DOCUMENT TEXT —
AWGN is a very basic noise model commonly used in the communication system, signal processing, and information theory to imitate the effect of random processes that occur in nature. 

We normally have different syntaxes for awgn() function depending on the number and type of parameters passed to it. But here, we will study only two syntaxes of it which are most commonly used in the communication system and signal processing.

Syntax:

awgn(input_signal, snr)



This syntax will add the white Gaussian noise to the passed input_signal and maintains the passed SNR (signal to noise ratio) in dB. By default this syntax considers the power of the input_signal as 0 dBW (decibel watt).

awgn(input_signal, snr, signal_power)

This syntax will do the same thing as the first one but the only difference is, here the power of the input_signal is not considered as zero rather it has to be passed as one of the arguments along with the input_signal and snr.

DATA PROVIDED —
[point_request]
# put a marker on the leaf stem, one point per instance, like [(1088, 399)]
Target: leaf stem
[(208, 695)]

TO BE DONE —
Please repeat the awgn() passage word for word, everything from "awgn(input_signal, snr)" down to "awgn(input_signal, snr, signal_power)". The listing has no role here.

RESULT —
awgn(input_signal, snr)



This syntax will add the white Gaussian noise to the passed input_signal and maintains the passed SNR (signal to noise ratio) in dB. By default this syntax considers the power of the input_signal as 0 dBW (decibel watt).

awgn(input_signal, snr, signal_power)